- [Problem description]: Give back exactly the lines from the one holding "Please pin the steep" to the last line of the entries, both included, and nothing more.

Natural language region descriptions
***
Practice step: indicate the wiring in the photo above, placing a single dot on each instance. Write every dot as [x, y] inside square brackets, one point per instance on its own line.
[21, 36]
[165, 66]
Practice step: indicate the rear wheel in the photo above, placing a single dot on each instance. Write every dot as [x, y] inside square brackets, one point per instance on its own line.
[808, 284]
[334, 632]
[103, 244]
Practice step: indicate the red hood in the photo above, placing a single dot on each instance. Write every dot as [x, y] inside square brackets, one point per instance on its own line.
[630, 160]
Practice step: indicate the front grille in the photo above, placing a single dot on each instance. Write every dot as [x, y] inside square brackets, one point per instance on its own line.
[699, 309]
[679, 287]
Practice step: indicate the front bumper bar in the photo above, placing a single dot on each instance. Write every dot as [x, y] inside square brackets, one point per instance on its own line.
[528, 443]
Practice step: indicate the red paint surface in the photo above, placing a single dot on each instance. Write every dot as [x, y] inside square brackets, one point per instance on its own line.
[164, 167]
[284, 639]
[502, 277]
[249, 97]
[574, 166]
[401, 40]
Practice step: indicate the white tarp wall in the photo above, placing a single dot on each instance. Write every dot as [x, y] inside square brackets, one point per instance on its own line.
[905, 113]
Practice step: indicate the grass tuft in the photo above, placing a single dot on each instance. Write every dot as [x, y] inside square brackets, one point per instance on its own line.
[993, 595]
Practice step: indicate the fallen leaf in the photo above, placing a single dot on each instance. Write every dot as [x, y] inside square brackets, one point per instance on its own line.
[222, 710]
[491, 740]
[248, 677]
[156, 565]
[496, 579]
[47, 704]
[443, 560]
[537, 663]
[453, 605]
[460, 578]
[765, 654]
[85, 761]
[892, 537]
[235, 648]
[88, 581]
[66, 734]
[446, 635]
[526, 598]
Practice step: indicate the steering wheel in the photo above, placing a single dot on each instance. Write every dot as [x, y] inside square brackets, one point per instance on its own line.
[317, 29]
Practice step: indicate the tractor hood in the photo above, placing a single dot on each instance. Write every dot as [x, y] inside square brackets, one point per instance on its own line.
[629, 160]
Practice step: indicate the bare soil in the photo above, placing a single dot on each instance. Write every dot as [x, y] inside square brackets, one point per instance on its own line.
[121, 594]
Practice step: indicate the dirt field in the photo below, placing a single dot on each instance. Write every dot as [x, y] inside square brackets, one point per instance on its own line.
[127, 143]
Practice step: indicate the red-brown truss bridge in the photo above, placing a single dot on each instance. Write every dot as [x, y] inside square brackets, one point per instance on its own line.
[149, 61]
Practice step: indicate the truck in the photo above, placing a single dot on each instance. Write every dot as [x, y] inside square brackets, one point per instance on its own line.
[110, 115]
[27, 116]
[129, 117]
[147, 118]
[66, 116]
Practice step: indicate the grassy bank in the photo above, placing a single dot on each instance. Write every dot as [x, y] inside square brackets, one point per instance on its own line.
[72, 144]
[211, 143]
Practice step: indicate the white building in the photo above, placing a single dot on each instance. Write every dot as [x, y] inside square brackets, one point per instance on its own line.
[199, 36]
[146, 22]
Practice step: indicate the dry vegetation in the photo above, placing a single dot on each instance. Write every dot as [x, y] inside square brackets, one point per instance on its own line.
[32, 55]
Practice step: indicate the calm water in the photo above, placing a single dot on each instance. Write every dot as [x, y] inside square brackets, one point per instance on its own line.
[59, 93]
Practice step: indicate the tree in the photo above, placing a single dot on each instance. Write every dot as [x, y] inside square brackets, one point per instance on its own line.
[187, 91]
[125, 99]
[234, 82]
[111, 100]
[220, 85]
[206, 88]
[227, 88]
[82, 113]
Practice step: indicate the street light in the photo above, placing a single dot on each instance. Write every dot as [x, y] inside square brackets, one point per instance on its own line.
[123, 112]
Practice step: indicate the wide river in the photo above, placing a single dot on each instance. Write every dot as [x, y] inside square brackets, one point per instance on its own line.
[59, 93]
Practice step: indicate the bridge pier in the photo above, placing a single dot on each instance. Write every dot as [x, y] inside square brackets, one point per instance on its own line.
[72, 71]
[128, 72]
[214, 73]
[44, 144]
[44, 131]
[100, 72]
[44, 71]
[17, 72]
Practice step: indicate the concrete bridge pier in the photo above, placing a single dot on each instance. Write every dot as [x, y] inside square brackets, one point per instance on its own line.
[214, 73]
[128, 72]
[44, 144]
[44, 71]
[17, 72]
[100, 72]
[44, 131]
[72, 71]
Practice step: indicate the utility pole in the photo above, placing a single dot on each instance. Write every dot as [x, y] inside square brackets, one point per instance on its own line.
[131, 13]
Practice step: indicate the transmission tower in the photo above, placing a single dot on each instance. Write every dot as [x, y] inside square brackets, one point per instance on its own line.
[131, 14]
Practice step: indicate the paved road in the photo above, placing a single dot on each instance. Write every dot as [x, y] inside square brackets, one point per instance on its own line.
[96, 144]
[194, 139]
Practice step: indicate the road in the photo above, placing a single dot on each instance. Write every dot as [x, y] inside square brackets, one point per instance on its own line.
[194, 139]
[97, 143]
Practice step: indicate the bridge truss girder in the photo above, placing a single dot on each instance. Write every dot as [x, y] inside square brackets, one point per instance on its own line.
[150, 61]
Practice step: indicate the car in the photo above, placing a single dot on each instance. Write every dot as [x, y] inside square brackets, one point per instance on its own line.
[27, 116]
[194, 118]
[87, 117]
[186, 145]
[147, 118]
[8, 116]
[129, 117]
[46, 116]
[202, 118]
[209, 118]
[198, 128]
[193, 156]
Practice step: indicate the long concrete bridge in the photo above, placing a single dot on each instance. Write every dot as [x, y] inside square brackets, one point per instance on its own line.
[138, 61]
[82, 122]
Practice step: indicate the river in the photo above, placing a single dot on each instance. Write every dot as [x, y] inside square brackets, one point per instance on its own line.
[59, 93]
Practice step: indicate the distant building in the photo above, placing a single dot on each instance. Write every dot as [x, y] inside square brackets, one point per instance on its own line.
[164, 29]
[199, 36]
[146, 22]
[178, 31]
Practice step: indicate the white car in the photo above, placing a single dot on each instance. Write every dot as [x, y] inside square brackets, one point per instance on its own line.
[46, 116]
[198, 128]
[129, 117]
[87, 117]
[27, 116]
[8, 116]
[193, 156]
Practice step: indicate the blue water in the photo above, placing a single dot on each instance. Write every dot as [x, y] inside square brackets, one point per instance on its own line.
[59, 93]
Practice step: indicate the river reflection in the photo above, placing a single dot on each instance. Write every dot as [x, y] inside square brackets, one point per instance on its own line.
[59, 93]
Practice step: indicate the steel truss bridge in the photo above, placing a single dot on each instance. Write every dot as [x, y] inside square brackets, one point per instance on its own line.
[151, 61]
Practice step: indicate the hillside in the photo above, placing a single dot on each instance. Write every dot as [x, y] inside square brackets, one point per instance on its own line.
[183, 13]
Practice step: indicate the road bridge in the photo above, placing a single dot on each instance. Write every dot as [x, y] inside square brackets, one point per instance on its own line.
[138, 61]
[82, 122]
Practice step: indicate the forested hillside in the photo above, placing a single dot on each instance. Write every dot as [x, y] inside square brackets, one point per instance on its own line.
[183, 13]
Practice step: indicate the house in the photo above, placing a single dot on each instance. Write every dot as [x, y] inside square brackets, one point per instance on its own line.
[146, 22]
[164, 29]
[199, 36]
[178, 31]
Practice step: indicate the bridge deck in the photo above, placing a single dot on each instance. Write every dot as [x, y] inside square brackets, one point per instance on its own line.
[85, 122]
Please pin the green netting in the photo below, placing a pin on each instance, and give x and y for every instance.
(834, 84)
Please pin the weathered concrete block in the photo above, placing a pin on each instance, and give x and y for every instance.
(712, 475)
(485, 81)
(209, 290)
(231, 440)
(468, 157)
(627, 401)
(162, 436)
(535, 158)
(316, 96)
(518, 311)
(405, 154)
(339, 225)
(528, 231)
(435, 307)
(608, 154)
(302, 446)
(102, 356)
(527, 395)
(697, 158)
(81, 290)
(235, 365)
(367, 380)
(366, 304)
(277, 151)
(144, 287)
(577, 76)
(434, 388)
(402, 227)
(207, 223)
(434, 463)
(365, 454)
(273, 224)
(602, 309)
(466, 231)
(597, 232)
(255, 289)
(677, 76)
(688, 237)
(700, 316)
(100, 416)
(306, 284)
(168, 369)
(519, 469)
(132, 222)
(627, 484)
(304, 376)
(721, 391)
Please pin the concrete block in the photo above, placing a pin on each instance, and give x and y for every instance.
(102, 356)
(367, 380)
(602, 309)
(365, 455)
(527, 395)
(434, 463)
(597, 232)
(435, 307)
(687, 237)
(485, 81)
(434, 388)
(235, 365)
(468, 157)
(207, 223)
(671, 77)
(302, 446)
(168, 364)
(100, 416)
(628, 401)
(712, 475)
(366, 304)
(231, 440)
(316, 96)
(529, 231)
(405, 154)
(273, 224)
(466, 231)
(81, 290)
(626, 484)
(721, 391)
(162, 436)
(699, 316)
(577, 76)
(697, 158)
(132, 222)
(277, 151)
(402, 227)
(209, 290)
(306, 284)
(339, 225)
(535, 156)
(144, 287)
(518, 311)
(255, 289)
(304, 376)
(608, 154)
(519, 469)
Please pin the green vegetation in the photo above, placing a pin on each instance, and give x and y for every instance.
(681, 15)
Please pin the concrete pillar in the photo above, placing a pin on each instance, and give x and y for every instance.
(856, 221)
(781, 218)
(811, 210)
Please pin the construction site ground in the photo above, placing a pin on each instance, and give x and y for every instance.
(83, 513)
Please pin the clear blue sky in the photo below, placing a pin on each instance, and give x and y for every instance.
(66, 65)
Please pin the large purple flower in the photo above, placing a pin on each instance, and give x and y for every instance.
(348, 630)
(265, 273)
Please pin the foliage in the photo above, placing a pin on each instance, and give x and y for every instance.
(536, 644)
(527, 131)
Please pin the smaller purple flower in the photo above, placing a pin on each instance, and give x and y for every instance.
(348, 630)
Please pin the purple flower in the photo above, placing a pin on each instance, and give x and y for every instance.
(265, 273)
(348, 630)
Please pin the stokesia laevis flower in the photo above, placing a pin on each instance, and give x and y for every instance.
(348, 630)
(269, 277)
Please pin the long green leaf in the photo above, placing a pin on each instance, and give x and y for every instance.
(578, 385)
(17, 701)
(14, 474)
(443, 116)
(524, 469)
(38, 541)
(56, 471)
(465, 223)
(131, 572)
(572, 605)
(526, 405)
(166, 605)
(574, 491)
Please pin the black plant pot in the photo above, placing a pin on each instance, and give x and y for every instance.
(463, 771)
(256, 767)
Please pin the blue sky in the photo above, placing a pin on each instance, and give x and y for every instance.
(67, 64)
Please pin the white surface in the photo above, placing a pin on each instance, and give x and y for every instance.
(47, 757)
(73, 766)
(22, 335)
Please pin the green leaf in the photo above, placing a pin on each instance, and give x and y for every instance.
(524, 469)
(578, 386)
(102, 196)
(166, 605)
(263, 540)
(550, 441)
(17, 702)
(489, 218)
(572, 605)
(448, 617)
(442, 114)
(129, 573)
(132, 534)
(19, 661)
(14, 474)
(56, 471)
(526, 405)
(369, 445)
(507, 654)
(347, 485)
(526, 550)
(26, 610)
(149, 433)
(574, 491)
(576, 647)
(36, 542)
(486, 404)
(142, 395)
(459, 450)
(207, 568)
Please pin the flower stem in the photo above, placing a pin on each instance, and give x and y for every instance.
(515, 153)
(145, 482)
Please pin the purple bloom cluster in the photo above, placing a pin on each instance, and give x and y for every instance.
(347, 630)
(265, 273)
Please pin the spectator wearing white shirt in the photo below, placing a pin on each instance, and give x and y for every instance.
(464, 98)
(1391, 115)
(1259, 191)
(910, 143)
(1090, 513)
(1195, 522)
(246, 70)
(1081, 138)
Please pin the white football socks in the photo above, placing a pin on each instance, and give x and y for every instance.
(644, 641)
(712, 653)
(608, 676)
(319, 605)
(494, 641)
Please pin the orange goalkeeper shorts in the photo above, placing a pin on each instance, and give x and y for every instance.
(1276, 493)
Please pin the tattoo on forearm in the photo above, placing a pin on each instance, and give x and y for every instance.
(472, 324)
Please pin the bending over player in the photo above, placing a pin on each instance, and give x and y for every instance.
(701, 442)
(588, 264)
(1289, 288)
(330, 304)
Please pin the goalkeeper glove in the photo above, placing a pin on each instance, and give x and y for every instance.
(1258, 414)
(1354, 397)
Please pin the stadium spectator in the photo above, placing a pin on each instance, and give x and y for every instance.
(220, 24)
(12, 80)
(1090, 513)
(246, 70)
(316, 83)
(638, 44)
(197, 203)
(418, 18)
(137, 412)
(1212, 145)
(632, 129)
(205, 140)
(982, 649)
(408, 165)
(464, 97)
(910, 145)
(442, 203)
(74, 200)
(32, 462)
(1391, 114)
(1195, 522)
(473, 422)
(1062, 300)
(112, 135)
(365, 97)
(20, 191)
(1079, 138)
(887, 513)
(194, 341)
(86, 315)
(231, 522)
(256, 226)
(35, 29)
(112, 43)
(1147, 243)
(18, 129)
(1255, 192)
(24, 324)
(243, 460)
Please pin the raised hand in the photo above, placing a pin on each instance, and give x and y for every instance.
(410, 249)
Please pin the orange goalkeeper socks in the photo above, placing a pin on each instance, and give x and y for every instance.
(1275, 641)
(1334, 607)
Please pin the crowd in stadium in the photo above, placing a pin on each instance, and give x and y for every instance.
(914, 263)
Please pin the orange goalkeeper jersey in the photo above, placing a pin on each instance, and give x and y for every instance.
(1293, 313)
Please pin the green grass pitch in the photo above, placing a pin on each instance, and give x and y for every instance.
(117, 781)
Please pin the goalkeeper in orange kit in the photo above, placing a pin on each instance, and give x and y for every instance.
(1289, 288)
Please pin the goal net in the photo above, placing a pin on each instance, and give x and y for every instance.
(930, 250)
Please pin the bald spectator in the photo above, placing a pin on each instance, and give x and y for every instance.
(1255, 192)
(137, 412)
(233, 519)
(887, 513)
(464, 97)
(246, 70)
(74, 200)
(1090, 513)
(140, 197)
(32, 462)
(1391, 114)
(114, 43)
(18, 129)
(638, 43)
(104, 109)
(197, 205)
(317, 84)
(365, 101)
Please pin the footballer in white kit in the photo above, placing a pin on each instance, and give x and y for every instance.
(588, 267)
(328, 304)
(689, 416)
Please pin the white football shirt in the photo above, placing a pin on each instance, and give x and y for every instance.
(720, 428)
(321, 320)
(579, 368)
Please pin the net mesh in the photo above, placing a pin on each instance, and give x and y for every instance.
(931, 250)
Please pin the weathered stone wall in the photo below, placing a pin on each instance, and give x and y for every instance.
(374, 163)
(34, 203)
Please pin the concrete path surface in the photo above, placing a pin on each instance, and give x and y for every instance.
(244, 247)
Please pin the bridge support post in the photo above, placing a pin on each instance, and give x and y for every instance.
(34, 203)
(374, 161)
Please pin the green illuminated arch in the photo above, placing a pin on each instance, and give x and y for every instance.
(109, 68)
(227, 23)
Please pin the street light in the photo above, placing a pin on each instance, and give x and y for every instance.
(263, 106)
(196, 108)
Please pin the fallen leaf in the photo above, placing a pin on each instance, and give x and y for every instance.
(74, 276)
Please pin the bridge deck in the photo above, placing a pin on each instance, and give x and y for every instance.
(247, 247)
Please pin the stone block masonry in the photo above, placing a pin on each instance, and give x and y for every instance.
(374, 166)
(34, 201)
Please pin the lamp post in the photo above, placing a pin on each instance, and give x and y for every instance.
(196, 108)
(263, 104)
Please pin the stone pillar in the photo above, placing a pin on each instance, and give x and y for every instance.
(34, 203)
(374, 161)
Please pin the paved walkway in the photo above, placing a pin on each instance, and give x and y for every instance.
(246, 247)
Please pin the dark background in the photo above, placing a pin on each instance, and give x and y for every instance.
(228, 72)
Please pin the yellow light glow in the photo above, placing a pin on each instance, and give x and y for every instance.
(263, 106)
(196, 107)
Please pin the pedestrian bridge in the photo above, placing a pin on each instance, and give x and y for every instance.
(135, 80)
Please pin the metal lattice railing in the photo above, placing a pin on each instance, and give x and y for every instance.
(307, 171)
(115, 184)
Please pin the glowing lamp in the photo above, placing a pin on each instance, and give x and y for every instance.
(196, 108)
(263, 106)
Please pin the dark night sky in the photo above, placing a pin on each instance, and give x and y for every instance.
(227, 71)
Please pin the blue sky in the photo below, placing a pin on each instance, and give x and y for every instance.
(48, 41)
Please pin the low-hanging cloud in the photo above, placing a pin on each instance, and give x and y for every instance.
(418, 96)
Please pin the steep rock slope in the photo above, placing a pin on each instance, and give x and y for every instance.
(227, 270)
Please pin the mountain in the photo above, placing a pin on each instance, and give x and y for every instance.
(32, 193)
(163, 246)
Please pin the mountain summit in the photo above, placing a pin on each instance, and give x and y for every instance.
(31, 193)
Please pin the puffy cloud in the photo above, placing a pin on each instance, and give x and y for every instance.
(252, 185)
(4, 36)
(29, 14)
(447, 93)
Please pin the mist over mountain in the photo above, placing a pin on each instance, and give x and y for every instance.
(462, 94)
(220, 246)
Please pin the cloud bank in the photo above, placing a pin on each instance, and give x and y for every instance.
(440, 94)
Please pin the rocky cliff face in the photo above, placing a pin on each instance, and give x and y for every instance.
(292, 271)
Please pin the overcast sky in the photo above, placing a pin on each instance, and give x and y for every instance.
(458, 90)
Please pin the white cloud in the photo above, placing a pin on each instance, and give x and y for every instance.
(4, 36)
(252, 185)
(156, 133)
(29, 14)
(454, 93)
***
- [Exercise answer]:
Please pin the steep rock slope in the photo above, placing a pin on each instance, and give x and y for every instance.
(227, 270)
Please pin the mountain in the photo above, placing a pin on each instance, and give x and y for every instance.
(32, 193)
(163, 246)
Please pin the mountain summit in the photo above, placing a pin on each instance, and give x and y for every instance.
(31, 193)
Please pin the puffy cloud in the photo above, placing a pin on each instance, and give x and y for every instance.
(252, 185)
(4, 36)
(29, 14)
(447, 93)
Please pin the mist over mountain in the photo above, placing a pin on each instance, and give x and y for every instance.
(462, 94)
(220, 246)
Please pin the cloud bank in the photo above, placing a pin on each instance, and give x and y for every instance.
(440, 94)
Please pin the rocky cliff face in the photo above, placing a pin on each instance, and give x and y for every instance.
(292, 271)
Please pin the overcast sky in the photo above, placing a pin on each instance, and give x and y for every instance.
(458, 90)
Please pin the white cloud in the photo above, placing a pin on each instance, and give x and y for every instance.
(4, 36)
(252, 185)
(156, 133)
(29, 14)
(454, 93)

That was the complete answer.